→ TEXT PROVIDED:
Begin

Re: how to allow by MAC

2012-06-17 Thread Bill Yuan
On Wed, Jun 13, 2012 at 4:56 PM, Ian Smith smi...@nimnet.asn.au wrote:

 On Mon, 11 Jun 2012 15:18:18 -0700, Randal L. Schwartz wrote:
Bill == Bill Yuan byc...@gmail.com writes:
   Bill I want to create a white list MAC address,  Only the machine
 which it's MAC
   Bill in the white list will be allowed,  all others will be blocked.
  
   Bad idea.  Since (a) every MAC address that *is* allowed is transmitted
   in the clear and (b) it's trivial to spoof a MAC address.
  
   This. is. no. security.

 Indeed, that's right Randal.  But I got the impression from Bill's mails
 that this is more likely just something inside his internal network.

End

→ TASKS TO COMPLETE:
[A] In the mailing list thread about allowing by MAC, what two reasons does Randal give for calling a MAC address white list a bad idea?
[B] Write out the mailing list thread about allowing by MAC, beginning at the words "Re: how to allow" and stopping after the words "a MAC address.".
The records have no connection to the mailing list thread.

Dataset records
Begin

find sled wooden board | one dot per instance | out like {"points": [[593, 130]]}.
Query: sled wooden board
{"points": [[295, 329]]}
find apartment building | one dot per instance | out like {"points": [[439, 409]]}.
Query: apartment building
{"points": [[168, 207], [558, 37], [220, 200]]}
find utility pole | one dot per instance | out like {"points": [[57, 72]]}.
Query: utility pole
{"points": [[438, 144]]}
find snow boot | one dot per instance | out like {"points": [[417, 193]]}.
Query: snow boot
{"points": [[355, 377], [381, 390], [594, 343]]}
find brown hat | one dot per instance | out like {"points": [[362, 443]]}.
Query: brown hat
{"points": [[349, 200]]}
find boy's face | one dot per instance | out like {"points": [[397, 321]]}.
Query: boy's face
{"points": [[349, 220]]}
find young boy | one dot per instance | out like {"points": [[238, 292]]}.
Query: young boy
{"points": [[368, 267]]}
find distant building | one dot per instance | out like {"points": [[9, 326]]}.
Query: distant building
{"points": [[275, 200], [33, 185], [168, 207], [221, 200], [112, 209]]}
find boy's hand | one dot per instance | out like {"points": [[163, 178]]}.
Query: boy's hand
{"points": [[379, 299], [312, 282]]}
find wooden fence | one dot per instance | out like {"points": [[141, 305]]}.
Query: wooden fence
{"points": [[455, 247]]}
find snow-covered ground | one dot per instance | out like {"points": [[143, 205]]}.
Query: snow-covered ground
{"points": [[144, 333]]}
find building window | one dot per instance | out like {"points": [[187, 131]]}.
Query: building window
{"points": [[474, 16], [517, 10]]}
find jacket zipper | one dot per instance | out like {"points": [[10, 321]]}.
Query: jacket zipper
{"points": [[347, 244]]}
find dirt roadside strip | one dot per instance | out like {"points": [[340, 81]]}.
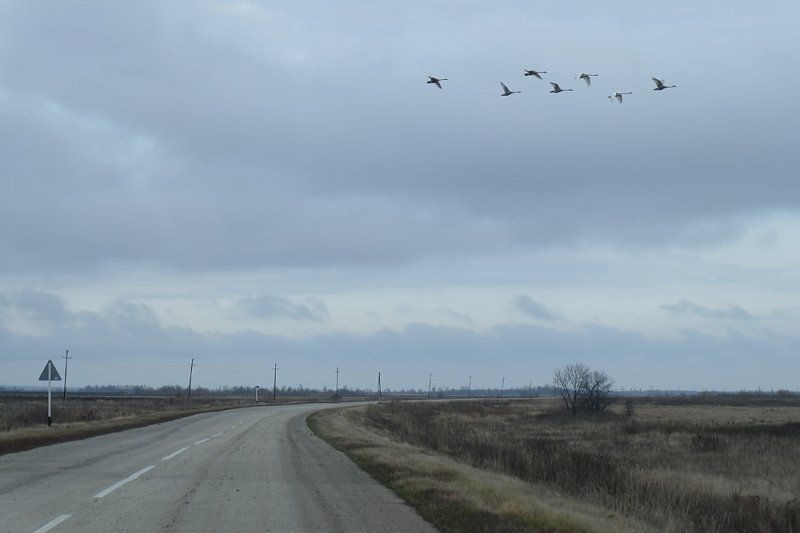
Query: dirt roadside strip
{"points": [[453, 496]]}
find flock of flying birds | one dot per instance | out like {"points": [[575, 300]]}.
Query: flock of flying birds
{"points": [[660, 85]]}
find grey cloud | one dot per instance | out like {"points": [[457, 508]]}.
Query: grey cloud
{"points": [[38, 306], [685, 307], [520, 352], [279, 307], [152, 158], [530, 307]]}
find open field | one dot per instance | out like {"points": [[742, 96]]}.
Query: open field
{"points": [[23, 417], [677, 464]]}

End

→ TASK-BY-TASK SOLUTIONS:
[A] Every allowed MAC address is transmitted in the clear, and it's trivial to spoof a MAC address.

[B]
Re: how to allow by MAC

2012-06-17 Thread Bill Yuan
On Wed, Jun 13, 2012 at 4:56 PM, Ian Smith smi...@nimnet.asn.au wrote:

 On Mon, 11 Jun 2012 15:18:18 -0700, Randal L. Schwartz wrote:
Bill == Bill Yuan byc...@gmail.com writes:
   Bill I want to create a white list MAC address,  Only the machine
 which it's MAC
   Bill in the white list will be allowed,  all others will be blocked.
  
   Bad idea.  Since (a) every MAC address that *is* allowed is transmitted
   in the clear and (b) it's trivial to spoof a MAC address.